Find the line that contains "Where can you see the camper". Copy it and every line after it to the end of the material below, exactly, with no pictures.

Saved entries
++++++++++

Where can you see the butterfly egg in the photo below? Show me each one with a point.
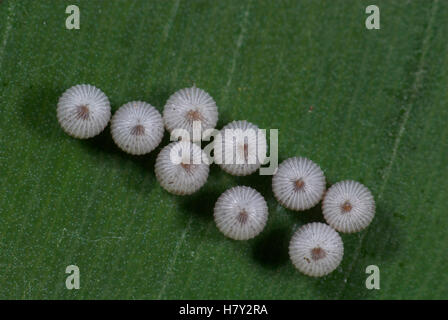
(241, 213)
(182, 168)
(188, 106)
(137, 127)
(316, 249)
(348, 206)
(240, 148)
(83, 111)
(298, 184)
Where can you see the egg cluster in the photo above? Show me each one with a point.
(241, 212)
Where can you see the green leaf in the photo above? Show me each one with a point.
(368, 105)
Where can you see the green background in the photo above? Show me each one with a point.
(368, 105)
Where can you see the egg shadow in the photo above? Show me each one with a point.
(270, 248)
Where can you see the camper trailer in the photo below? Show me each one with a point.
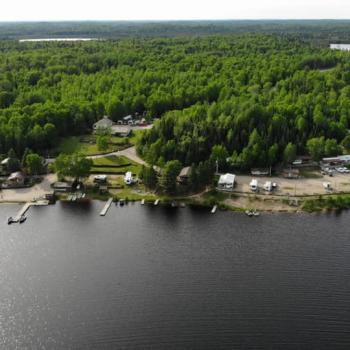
(128, 180)
(268, 186)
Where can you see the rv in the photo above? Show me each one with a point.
(128, 180)
(268, 186)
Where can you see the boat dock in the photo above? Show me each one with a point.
(106, 207)
(26, 207)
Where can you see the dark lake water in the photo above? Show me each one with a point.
(151, 278)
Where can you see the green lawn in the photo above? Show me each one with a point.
(115, 165)
(73, 144)
(86, 144)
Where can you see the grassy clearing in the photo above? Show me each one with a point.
(115, 165)
(86, 144)
(328, 203)
(73, 144)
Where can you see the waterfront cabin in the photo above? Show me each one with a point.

++++++++++

**EXERCISE RESULT:**
Where can you see the camper trailer in the photo below? Show me each one with a point.
(128, 180)
(268, 186)
Where can you see the rv in the photo above? Show me each one with a point.
(128, 180)
(268, 186)
Where can you see the boat dock in the photo above? Show me each one with a point.
(106, 207)
(26, 207)
Where can you see the dark lake water in the photo above? Show me each one with a point.
(151, 278)
Where can you see the green lawn in the photo above? Show me each one with a point.
(115, 165)
(73, 144)
(86, 144)
Where can you see the grassy clearing in the photo above? Show me each one with a point.
(115, 165)
(86, 144)
(328, 203)
(73, 144)
Where can you see the waterfront cabin in the photo above? Show me each one with a point.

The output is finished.